# GIVEN PROBLEM:
Report each line in the entries below that contains the string "Target".

══ SUPPLIED MATERIAL

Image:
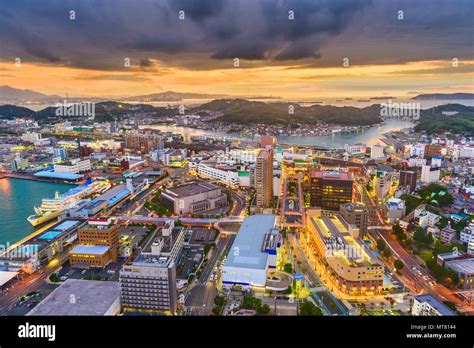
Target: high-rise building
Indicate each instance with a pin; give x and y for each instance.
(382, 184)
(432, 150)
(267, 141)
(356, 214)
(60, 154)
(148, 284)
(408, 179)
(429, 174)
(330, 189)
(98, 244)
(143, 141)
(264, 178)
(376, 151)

════
══ SUPPLIED MATERIAL

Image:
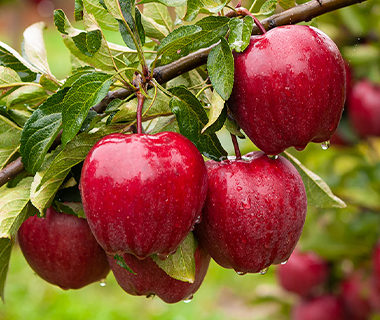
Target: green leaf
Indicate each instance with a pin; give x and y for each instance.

════

# EXERCISE SOLUTION:
Target: high-rise building
Target: green leaf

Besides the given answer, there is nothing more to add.